>> start Listed records
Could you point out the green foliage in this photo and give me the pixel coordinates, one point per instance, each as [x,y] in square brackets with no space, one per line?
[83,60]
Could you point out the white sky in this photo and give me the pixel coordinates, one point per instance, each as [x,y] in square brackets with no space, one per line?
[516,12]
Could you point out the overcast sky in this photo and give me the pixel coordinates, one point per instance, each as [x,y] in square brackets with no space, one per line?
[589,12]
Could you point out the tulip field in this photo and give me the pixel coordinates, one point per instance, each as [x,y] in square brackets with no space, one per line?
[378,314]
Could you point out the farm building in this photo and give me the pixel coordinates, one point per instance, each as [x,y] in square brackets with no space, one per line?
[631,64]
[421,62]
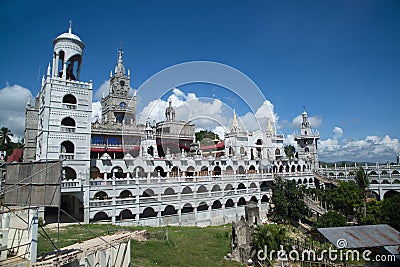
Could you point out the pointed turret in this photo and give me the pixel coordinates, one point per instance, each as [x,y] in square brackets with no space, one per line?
[235,124]
[270,131]
[120,68]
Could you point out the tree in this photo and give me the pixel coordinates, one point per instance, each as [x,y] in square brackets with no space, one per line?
[206,137]
[345,197]
[363,183]
[390,211]
[288,201]
[289,151]
[374,213]
[331,219]
[269,237]
[5,139]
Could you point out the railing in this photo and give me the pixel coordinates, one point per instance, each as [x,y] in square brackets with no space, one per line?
[169,197]
[67,156]
[69,106]
[216,194]
[68,129]
[100,202]
[70,183]
[125,201]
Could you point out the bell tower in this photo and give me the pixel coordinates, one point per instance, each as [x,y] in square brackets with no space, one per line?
[118,106]
[64,117]
[307,142]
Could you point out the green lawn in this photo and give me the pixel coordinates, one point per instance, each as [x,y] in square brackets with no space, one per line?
[186,246]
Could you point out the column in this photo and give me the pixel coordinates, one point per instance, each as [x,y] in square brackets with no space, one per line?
[64,70]
[195,215]
[159,218]
[55,67]
[53,71]
[34,235]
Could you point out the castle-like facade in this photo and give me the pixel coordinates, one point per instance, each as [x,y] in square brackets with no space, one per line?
[153,173]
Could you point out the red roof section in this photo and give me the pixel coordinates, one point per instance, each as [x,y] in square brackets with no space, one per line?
[16,155]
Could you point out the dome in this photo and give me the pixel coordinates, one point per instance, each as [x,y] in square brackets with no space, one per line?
[68,35]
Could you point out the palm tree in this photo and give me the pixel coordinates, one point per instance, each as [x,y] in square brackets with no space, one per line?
[290,150]
[5,139]
[363,183]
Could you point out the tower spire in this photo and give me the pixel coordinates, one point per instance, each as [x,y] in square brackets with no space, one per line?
[70,26]
[235,124]
[120,68]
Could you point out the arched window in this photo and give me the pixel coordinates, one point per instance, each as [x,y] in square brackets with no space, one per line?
[68,173]
[241,170]
[202,189]
[252,169]
[169,210]
[67,150]
[187,190]
[95,173]
[101,195]
[216,188]
[125,194]
[169,191]
[229,203]
[217,170]
[229,170]
[148,213]
[117,172]
[159,171]
[202,206]
[69,102]
[216,205]
[187,208]
[68,125]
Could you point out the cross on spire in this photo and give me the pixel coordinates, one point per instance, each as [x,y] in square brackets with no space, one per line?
[70,26]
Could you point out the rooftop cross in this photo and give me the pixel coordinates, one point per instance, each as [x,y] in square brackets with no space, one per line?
[70,26]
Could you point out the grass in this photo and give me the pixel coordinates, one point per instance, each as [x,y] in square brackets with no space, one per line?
[186,246]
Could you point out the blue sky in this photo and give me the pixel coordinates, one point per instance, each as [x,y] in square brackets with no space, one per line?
[341,59]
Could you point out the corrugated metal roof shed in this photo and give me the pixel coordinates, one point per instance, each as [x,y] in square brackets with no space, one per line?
[364,236]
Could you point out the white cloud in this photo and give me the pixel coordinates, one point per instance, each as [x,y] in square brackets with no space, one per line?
[289,140]
[96,111]
[220,130]
[204,112]
[252,122]
[371,149]
[338,132]
[207,113]
[102,90]
[315,121]
[13,99]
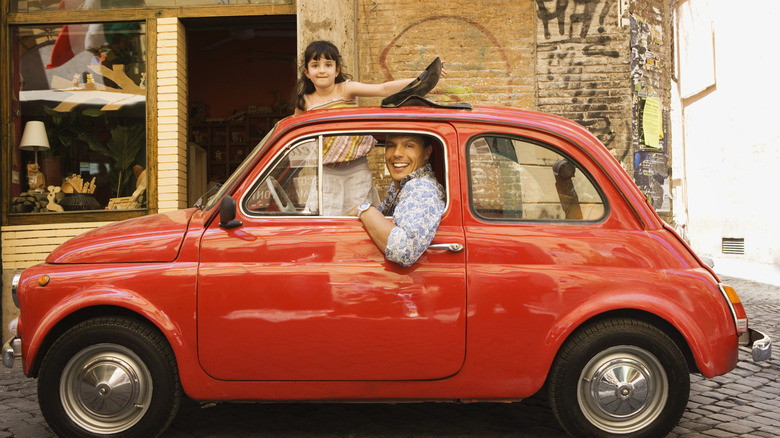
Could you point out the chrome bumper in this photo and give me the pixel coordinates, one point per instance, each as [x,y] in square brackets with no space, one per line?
[760,345]
[11,350]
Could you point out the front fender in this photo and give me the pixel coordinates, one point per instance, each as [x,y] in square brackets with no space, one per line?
[67,293]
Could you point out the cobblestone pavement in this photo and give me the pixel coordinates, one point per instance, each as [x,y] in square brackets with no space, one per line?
[742,403]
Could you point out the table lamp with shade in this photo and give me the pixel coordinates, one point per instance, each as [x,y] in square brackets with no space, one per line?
[34,139]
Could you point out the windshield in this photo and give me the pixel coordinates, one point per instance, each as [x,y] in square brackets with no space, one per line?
[212,201]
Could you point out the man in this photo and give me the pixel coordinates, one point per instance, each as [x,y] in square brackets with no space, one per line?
[415,200]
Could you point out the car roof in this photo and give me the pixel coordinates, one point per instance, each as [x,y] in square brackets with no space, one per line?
[558,126]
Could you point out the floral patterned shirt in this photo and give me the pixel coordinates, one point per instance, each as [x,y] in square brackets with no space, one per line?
[416,208]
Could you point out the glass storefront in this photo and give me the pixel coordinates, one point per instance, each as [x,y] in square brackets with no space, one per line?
[52,5]
[85,86]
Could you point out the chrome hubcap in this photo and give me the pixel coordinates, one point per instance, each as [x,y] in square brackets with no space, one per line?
[622,389]
[106,388]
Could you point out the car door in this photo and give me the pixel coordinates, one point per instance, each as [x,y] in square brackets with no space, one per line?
[295,295]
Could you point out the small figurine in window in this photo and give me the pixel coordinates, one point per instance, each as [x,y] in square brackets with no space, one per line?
[35,178]
[52,197]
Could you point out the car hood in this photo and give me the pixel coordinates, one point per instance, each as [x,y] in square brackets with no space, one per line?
[153,238]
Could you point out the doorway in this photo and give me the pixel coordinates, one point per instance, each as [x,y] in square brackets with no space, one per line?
[241,74]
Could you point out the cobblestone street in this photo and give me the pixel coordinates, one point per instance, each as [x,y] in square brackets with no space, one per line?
[742,403]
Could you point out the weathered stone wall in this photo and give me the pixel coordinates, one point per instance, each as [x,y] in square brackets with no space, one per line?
[651,67]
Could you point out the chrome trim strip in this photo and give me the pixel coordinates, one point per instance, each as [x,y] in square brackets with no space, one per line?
[761,345]
[11,350]
[15,288]
[452,247]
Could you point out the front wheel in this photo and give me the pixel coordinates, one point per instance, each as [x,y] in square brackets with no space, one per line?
[109,377]
[619,378]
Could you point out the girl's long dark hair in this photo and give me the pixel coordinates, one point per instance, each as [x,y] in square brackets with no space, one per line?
[317,50]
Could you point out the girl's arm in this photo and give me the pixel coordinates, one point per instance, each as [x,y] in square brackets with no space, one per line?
[359,89]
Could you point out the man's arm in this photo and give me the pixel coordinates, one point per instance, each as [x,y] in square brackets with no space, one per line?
[377,226]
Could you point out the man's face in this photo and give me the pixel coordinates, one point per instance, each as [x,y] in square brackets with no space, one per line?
[404,154]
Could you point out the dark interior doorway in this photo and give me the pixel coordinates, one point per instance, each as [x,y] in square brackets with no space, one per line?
[241,79]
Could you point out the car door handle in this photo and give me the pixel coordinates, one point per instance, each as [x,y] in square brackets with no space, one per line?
[451,247]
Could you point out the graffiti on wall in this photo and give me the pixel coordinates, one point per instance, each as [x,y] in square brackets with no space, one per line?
[574,32]
[581,16]
[650,133]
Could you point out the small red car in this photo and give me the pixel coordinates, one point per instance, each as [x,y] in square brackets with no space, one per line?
[549,270]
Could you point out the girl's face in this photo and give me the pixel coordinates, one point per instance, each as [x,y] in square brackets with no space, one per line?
[322,72]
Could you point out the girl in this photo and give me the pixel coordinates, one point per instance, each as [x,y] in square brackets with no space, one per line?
[323,84]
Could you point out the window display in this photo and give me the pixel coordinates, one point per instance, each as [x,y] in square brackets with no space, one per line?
[81,94]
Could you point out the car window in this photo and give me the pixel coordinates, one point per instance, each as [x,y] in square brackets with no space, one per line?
[287,188]
[516,179]
[351,171]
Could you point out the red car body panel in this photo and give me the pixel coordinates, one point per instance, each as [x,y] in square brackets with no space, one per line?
[287,309]
[153,238]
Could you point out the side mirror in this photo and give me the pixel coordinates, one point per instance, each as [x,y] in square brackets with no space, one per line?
[227,213]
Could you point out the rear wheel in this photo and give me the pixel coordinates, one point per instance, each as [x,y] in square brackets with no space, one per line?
[619,378]
[112,377]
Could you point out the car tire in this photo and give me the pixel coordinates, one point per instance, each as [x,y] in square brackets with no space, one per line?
[619,378]
[141,397]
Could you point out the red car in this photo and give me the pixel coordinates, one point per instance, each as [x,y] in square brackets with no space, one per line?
[549,270]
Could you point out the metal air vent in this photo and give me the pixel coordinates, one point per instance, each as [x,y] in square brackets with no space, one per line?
[733,245]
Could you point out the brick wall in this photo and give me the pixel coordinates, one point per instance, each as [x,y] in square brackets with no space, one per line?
[582,69]
[487,46]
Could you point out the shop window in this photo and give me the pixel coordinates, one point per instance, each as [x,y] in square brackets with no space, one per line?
[51,5]
[83,87]
[512,179]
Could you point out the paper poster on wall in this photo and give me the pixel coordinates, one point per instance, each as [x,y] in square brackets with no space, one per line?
[651,122]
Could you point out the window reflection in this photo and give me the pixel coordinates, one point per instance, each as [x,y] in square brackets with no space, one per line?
[51,5]
[87,84]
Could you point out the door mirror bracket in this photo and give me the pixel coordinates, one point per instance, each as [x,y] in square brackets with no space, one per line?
[227,213]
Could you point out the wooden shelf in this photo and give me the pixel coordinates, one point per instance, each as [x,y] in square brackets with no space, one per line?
[227,143]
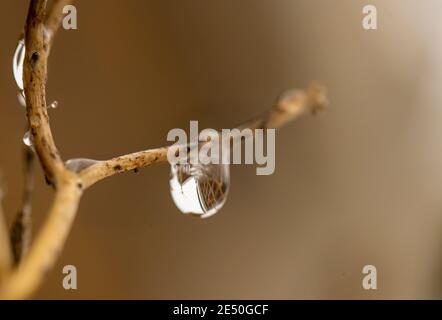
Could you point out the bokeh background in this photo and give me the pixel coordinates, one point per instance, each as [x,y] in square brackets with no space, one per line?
[360,184]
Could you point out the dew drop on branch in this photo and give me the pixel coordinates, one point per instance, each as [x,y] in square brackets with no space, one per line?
[17,64]
[199,189]
[78,165]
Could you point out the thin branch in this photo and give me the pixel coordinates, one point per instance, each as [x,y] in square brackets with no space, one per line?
[22,227]
[5,247]
[26,278]
[289,106]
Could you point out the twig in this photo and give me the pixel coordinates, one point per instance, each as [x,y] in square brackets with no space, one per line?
>> end Listed records
Print, exactly and only, the lines running from the line with "Could you point out the shop" through the last line of the data, including both. Skip any picture.

Could you point out the shop window in this photo and give me the pixel coordinates, one point per instance, each as [x,y] in square brackets with no space, one per line?
[51,5]
[83,87]
[512,179]
Could you point out the paper poster on wall in this photo and give me the pixel coordinates, one point per instance, each as [x,y] in square brackets with no space, one per line?
[651,122]
Could you point out the window reflection in this photo and give me the pixel coordinates, one point per instance, each as [x,y] in square brackets with no space, one per line?
[51,5]
[87,84]
Could you point out the door mirror bracket in this photo and give me the pixel coordinates, one point per instance, each as [x,y] in square brackets with no space, one per line?
[227,213]
Could you point out the wooden shelf in this photo and give me the pixel coordinates, one point per instance, each as [x,y] in square brackets with no space, one per line?
[227,143]
Could you point out the bokeh background in this photo and give me the pixel coordinates, one point per instance, each as [x,y] in square brackets with no space, one per line?
[360,184]
Could you point out the dew drop on branch in this photo and give me the pixel coordinates, one point per instance, each as [x,y] in square brackets with no space, one per line?
[17,64]
[199,189]
[78,165]
Could you point out the thin branch in this photo and give me the pixel coordinates, one point per instance, each as [x,y] in square brackets with no space, one per line?
[22,227]
[5,247]
[26,278]
[289,106]
Could you point out the twig in this photo and give me the pixel coordinates, one point per instance, each as [x,y] in square brackets with no space, one per line?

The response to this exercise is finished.